## 任务说明 A
将介绍 Python 网页请求的正文中从“Urllib 是 Python”到“u = urllib2.urlopen(url)”的部分逐字抄录下来。
## 任务说明 B
从介绍 Python 网页请求的正文所停之处起，接着往下续写。

Python 编程/Web

beautifulsoup4
屏幕抓取库
PyPi 链接	https://pypi.python.org/pypi/beautifulsoup4
Pip 命令	pip install beautifulsoup4
导入命令	import bs4

requests
为人类设计的 Python HTTP
PyPi 链接	https://pypi.python.org/pypi/requests
Pip 命令	pip install requests

Python 网页请求/解析非常简单，并且有一些必备的模块可以帮助完成此操作。

Urllib

Urllib 是 Python 内置的用于 HTML 请求的模块，主要文章是 Python 编程/互联网.

try:
    import urllib2
except (ModuleNotFoundError, ImportError): #ModuleNotFoundError is 3.6+
    import urllib.parse as urllib2
    
url = 'https://www.google.com'
u = urllib2.urlopen(url)
content = u.read() #content now has all of the html in google.com

Requests

Python requests 库简化了 HTTP 请求。它包含每个 HTTP 请求的功能

GET (requests.get)
POST (requests.post)
HEAD (requests.head)
PUT (requests.put)
DELETE (requests.delete)
OPTIONS (requests.options)

基本请求

import requests

url = 'https://www.google.com'
r = requests.get(url)

响应对象

上一个函数的响应包含许多变量/数据检索。

>>> import requests
>>> r = requests.get('https://www.google.com')
>>> print(r)

## 存储数据
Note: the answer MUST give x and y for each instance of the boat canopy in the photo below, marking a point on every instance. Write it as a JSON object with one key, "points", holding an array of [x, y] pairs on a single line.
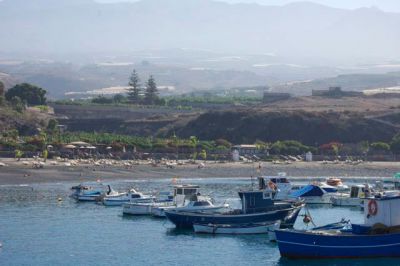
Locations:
{"points": [[308, 191]]}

## 参考答案 A
Urllib 是 Python 内置的用于 HTML 请求的模块，主要文章是 Python 编程/互联网.

try:
    import urllib2
except (ModuleNotFoundError, ImportError): #ModuleNotFoundError is 3.6+
    import urllib.parse as urllib2
    
url = 'https://www.google.com'
u = urllib2.urlopen(url)

## 参考答案 B
<Response [200]>
>>> dir(r) # dir shows all variables, functions, basically anything you can do with var.n where n is something to do
['__attrs__', '__bool__', '__class__', '__delattr__', '__dict__', '__dir__', '__doc__', '__enter__', '__eq__', '__exit__', '__format__', '__ge__', '__getattribute__', '__getstate__', '__gt__', '__hash__', '__init__', '__init_subclass__', '__iter__', '__le__', '__lt__', '__module__', '__ne__', '__new__', '__nonzero__', '__reduce__', '__reduce_ex__', '__repr__', '__setattr__', '__setstate__', '__sizeof__', '__str__', '__subclasshook__', '__weakref__', '_content', '_content_consumed', '_next', 'apparent_encoding', 'close', 'connection', 'content', 'cookies', 'elapsed', 'encoding', 'headers', 'history', 'is_permanent_redirect', 'is_redirect', 'iter_content', 'iter_lines', 'json', 'links', 'next', 'ok', 'raise_for_status', 'raw', 'reason', 'request', 'status_code', 'text', 'url']

r.content 和 r.text 提供类似的 HTML 内容，但 r.text 更受欢迎。
r.encoding 将显示网站的编码。
r.headers 显示网站返回的头部信息。
r.is_redirect 和 r.is_permanent_redirect 显示原始链接是否重定向。
r.iter_content 将以字节的形式迭代 HTML 中的每个字符。要将字节转换为字符串，必须使用 r.encoding 中的编码进行解码。
r.iter_lines 类似于 r.iter_content，但它将迭代 HTML 中的每一行。它也是以字节形式。
r.json 将在返回输出为 JSON 时将 JSON 转换为 Python 字典。
r.raw 将返回基本 urllib3.response.HTTPResponse 对象。
r.status_code 将返回服务器发送的 HTML 代码。代码 200 表示成功，而任何其他代码表示错误。r.raise_for_status 如果状态代码不是 200，则将返回异常。
r.url 将返回发送的 URL。

身份验证

Requests 内置了身份验证。这是一个使用基本身份验证的示例。

import requests

r = requests.get('http://example.com', auth = requests.auth.HTTPBasicAuth('username', 'password'))

如果是基本身份验证，你只需要传递一个元组。

import requests

r = requests.get('http://example.com', auth = ('username', 'password'))

所有其他类型的身份验证都在 requests 文档中。

查询

HTML 中的查询传递值。例如，当你进行谷歌搜索时，搜索 URL 类似于 https://www.google.com/search?q=My+Search+Here&...。问号后面的所有内容都是查询。查询是 url?name1=value1&name2=value2...。Requests 有一个系统可以自动进行这些查询。

>>> import requests
>>> query = {'q':'test'}
>>> r = requests.get('https://www.google.com/search', params = query)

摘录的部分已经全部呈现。